• **Selected text**:
· · · · ·
Environmental concerns delay Cloverdale West Village project
Environmental concerns are delaying construction of Cloverdale West Village, but one developer anticipates the first phase of construction will begin before the end of 2014.
Members of the Surrey City Development Corporation, which is leading the construction of the project, bordered by the Cloverdale Bypass and 57 Avenue, held a private meeting Jan. 28 with representatives of the neighbourhood’s business community. The groups discussed the slow-moving progress of the development that rests on the site of the former Cloverdale Plaza mall that was torn down three years ago.
“One of the things that’s been slowing us down is – believe it or not – there was a very small dry cleaner on the site before…that has caused significant environmental clean-up problems,” said SCDC development director Josh Anderson.
“It’s caused a very long and costly clean-up of the site [that] has sort of pushed us back significantly. We haven’t really been able to start the project off without dealing with that issue first.”
But he added SCDC is exploring the possibility of using technology from the U.S. to clean up dumped chemicals in an efficient manner “without blowing it out of the water from a financial perspective.”
Anderson said one of the other challenges with the property rests with the current demand for residential units in Cloverdale.
“The market, in general, has been suppressed and it’s been very difficult to make a project with the numbers that are out there,” he said.
“On the positive side, we are hopeful that a launch could happen this year on the first residential phase.”
SCDC is spearheading Cloverdale West Village along with Townline Housing Solutions in an effort to create a large mixed-use development featuring both commercial and residential space. One condition of the development’s go-ahead is the construction of a new home for Cloverdale Legion Branch 6 to replace the aging building adjacent to the property.
Anderson said negotiations between SCDC and Townline to build a new Legion are still ongoing and he could not provide further details on where they stand.
“The Legion is a critical link to the redevelopment of Cloverdale West Village,” he said.
“It’s in everyone’s best interest for them to be properly accommodated in the project.”
Paul Orazietti, executive director of the Cloverdale Business Improvement Association, said after the meeting with SCDC that he’s “mildly happy” with the progress being made on the project.
“The market is too soft for the developer to move forward. So there’s concerns about the rate and the quality of the development. So if you were to rush the project, then you wouldn’t necessarily be able to command a higher rate because of what’s happening in the marketplace,” he said.
“It’s a complicated property and because of the nature of all the variables that come in, I understand why it’s taking longer – but it is terribly frustrating.”
Orazietti said the City of Surrey has encouraged the BIA to remain patient “because ultimately whatever happens there should be the highest quality possible.”
He added the project has the potential to really transform the location from a sleepy town centre into an active urban area.
“This particular part of town has still been languishing for a while as there hasn’t been enough significant change, but it’s now getting close to a tipping point where people can say, ‘You know what? There’s a real energy (in) the old historic core and there’s also new life on Highway 10,’” he said, noting an Ace Hardware franchise is set to open shop in Cloverdale in the coming months.
“If you want to shoot for something a little more upscale, you have to let part of the town centre continue to evolve because then people will start to take a look at it in a new light and as you get going, you start to see it’s an incremental thing.”
· · · · ·
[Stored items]
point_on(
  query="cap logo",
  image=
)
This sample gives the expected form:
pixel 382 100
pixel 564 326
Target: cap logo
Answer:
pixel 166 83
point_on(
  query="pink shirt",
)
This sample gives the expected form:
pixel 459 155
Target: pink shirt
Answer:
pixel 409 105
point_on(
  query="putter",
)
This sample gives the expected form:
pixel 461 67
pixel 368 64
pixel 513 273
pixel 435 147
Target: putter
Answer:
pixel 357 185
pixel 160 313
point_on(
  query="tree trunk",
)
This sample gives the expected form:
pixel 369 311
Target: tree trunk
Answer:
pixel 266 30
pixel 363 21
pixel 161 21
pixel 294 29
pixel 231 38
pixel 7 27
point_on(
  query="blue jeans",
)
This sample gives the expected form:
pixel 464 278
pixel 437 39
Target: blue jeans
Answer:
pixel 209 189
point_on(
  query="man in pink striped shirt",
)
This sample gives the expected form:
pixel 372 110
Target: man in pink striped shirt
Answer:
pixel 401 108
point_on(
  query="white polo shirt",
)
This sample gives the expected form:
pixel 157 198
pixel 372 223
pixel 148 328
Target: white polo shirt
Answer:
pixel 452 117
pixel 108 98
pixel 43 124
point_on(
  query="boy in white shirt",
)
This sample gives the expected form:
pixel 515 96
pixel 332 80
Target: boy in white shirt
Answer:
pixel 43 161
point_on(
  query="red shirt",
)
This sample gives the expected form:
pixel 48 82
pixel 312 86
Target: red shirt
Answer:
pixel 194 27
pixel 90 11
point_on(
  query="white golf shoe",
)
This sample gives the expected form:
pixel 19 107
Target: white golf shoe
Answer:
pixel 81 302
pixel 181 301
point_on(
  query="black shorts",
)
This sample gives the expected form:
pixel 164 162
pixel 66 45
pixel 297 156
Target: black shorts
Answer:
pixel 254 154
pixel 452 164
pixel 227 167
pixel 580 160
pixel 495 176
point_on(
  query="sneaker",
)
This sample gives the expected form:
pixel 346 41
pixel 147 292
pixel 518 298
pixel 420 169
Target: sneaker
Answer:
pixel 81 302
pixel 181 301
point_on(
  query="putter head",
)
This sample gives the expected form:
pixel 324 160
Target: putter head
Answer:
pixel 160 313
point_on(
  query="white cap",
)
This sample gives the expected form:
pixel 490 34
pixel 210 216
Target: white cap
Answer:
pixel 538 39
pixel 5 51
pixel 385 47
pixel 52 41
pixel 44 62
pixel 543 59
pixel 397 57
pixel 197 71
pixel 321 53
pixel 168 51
· · · · ·
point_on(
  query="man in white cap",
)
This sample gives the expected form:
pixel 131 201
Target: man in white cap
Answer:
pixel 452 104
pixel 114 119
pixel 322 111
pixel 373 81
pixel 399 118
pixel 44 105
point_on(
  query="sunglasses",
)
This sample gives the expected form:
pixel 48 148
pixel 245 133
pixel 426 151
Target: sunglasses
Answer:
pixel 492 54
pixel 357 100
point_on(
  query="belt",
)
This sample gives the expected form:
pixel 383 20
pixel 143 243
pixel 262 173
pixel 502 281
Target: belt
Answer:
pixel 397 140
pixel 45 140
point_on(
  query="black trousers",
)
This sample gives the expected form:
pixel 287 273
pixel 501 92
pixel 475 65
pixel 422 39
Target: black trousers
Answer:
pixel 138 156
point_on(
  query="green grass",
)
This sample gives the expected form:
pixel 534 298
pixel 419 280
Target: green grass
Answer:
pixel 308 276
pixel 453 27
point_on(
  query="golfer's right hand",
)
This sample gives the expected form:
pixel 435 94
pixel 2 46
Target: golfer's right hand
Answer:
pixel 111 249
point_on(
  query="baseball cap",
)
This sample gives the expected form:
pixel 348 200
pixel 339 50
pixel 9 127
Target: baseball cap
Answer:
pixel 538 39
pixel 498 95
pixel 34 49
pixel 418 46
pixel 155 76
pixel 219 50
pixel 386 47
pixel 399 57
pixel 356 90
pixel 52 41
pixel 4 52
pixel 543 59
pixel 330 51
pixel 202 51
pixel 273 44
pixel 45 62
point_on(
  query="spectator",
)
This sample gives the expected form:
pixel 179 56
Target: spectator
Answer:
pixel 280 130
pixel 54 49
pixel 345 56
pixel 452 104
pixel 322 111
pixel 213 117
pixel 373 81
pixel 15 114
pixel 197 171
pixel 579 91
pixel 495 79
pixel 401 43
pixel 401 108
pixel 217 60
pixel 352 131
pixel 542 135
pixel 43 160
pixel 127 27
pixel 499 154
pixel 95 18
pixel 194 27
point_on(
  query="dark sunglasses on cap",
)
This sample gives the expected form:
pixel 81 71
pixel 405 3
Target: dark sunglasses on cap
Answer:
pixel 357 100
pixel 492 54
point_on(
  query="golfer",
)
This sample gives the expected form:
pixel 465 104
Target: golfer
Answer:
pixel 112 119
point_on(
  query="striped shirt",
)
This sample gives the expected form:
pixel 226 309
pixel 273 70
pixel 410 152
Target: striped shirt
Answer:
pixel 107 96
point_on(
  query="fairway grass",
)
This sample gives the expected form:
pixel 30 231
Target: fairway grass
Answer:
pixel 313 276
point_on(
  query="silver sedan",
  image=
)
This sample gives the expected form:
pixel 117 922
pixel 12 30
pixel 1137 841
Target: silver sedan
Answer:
· · · · ·
• **Requirement 1**:
Decide whether each statement agrees with the article on Cloverdale West Village above. (a) The Cloverdale Plaza mall was torn down three years ago. (b) Josh Anderson gave details on where the Legion negotiations stand. (c) The meeting with the business community was held in public. Answer yes or no for each, quoting the words of the article that decide it.
• **Requirement 2**:
Reproduce a passage of the Cloverdale West Village article word for word. Begin at the words "SCDC is spearheading" and stop after "where they stand.".

• **Task result 1**:
(a) Yes: "the former Cloverdale Plaza mall that was torn down three years ago"
(b) No: "he could not provide further details on where they stand"
(c) No: "held a private meeting Jan. 28 with representatives of the neighbourhood’s business community"

• **Task result 2**:
SCDC is spearheading Cloverdale West Village along with Townline Housing Solutions in an effort to create a large mixed-use development featuring both commercial and residential space. One condition of the development’s go-ahead is the construction of a new home for Cloverdale Legion Branch 6 to replace the aging building adjacent to the property.
Anderson said negotiations between SCDC and Townline to build a new Legion are still ongoing and he could not provide further details on where they stand.